Task instructions:
Write out, word for word, every line in the data below from the one containing "Target: blue window shade" to the one containing "(1250, 236)", both of them included.

===== Material shown =====

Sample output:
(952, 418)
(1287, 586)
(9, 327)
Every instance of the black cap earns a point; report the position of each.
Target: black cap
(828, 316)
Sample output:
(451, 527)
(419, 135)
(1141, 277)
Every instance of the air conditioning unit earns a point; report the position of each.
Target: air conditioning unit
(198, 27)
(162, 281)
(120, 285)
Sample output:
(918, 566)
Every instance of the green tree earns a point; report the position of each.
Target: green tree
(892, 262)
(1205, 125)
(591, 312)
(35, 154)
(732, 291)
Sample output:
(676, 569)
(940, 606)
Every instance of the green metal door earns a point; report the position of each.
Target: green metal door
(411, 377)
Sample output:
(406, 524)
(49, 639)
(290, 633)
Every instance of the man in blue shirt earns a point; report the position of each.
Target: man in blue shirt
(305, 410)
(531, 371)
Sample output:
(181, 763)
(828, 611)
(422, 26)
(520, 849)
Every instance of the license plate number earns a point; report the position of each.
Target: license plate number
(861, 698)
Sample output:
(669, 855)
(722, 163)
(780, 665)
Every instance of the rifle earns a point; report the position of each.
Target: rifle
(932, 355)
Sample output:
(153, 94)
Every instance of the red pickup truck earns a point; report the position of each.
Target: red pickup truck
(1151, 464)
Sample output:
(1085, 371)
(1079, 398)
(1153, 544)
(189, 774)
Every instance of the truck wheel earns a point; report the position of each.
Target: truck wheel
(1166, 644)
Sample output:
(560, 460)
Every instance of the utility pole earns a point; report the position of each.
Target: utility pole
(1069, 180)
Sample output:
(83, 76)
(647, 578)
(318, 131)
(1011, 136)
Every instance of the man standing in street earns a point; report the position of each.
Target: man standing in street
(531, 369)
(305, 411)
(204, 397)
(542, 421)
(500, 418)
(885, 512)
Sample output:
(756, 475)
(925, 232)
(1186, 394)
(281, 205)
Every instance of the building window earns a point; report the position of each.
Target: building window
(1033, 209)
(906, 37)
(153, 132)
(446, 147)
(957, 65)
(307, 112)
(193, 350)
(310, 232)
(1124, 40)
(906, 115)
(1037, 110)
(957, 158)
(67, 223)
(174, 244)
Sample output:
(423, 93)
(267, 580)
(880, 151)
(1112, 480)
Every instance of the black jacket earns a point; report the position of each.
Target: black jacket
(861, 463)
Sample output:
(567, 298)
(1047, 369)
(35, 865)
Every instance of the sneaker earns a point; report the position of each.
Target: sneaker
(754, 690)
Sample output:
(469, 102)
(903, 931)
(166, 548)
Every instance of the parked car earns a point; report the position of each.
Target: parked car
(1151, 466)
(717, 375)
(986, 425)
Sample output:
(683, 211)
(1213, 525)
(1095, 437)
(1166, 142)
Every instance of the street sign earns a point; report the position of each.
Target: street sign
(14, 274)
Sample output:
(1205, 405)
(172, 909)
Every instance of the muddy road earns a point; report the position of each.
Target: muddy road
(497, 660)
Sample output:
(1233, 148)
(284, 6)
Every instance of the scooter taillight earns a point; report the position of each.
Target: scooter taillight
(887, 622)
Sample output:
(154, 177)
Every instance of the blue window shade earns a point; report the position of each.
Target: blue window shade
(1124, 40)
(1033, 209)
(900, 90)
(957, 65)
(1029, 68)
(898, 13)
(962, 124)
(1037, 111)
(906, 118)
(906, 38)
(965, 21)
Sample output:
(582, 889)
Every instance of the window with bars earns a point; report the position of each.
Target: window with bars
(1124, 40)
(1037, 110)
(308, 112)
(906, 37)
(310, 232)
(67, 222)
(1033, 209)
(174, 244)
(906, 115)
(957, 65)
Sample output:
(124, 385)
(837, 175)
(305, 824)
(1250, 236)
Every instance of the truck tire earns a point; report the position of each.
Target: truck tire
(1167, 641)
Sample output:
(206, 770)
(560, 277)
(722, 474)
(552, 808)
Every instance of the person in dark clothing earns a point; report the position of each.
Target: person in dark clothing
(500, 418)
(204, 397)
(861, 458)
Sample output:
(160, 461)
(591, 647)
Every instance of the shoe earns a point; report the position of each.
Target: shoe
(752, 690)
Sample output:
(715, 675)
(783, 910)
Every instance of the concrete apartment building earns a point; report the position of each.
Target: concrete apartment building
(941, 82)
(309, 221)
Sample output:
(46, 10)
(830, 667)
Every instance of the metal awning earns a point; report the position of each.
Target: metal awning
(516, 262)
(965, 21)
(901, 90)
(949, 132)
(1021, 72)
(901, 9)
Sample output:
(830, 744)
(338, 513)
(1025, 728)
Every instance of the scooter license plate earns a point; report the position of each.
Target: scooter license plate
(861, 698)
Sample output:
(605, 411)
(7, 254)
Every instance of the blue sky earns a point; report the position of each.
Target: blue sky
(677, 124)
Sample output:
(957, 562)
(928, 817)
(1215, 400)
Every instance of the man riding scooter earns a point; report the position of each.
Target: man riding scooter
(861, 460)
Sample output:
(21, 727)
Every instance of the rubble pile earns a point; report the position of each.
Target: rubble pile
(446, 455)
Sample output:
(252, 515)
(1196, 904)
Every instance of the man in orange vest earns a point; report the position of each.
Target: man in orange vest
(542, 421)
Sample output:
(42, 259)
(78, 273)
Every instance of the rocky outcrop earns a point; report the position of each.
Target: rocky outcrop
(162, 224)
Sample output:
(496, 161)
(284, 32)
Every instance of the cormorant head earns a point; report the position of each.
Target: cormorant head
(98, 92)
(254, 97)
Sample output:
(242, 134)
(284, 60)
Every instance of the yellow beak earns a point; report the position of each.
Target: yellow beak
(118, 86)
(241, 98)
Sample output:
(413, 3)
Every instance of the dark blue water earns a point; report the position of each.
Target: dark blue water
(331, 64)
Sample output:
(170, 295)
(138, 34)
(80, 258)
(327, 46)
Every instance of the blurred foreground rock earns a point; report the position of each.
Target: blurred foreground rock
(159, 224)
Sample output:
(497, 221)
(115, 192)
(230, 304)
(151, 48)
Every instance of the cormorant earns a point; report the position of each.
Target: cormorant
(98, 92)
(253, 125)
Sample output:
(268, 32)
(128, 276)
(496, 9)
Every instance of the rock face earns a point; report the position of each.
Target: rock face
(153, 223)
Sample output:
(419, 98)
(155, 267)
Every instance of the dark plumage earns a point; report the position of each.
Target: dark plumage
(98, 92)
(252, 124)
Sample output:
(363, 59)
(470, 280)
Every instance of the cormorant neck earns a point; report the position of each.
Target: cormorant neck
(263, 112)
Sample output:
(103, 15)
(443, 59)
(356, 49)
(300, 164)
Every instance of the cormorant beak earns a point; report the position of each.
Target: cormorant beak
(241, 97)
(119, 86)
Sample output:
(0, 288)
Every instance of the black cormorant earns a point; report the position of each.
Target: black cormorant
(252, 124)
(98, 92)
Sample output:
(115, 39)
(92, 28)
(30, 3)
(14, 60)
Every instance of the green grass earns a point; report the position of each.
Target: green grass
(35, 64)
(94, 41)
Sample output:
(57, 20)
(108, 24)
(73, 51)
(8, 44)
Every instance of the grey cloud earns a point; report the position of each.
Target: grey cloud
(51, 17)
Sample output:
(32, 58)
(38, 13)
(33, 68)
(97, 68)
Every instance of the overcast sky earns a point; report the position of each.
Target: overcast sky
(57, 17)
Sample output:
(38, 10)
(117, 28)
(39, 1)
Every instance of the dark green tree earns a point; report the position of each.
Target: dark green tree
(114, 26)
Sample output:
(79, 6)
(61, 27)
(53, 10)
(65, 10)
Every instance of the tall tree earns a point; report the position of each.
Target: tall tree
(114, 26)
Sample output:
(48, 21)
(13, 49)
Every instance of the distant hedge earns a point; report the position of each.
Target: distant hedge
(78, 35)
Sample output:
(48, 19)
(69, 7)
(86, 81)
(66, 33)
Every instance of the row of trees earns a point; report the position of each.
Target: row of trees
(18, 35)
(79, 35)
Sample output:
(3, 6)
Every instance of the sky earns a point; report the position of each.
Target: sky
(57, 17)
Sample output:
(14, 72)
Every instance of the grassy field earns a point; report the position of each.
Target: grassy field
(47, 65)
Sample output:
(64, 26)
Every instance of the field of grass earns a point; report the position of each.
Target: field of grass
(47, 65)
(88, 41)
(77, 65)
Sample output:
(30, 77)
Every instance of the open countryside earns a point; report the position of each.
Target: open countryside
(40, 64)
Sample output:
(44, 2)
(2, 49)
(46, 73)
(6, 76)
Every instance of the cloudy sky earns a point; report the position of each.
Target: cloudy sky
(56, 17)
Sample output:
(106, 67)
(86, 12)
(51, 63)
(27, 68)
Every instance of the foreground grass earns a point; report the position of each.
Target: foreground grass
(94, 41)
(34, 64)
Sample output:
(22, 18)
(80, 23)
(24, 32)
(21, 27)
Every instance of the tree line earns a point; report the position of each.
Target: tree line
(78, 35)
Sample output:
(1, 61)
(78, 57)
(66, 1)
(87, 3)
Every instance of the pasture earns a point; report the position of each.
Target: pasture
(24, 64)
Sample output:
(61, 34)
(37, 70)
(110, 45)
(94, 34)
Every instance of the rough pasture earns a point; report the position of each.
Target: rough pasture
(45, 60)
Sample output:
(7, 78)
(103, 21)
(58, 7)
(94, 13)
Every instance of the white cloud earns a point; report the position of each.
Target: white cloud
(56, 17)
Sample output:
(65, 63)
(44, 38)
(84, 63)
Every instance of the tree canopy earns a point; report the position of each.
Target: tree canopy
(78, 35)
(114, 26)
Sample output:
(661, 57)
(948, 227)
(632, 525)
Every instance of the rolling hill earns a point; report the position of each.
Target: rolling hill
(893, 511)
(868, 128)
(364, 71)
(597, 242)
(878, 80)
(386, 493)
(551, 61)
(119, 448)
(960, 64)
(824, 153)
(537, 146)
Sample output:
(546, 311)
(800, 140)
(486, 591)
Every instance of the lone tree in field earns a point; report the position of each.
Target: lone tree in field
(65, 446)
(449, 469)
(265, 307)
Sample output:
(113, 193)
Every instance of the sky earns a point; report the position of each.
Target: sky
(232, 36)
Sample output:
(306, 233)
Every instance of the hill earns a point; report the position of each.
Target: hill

=====

Answer space:
Target: blue window shade
(1124, 40)
(1033, 209)
(900, 90)
(957, 65)
(1029, 68)
(898, 13)
(962, 124)
(1037, 111)
(906, 118)
(906, 38)
(965, 21)
Sample output:
(582, 889)
Every instance of the window with bars earns a point; report the position of each.
Target: window with bars
(1124, 40)
(1037, 110)
(308, 112)
(906, 37)
(310, 232)
(67, 222)
(1033, 209)
(174, 244)
(906, 115)
(957, 65)
Sample output:
(124, 385)
(837, 175)
(305, 824)
(1250, 236)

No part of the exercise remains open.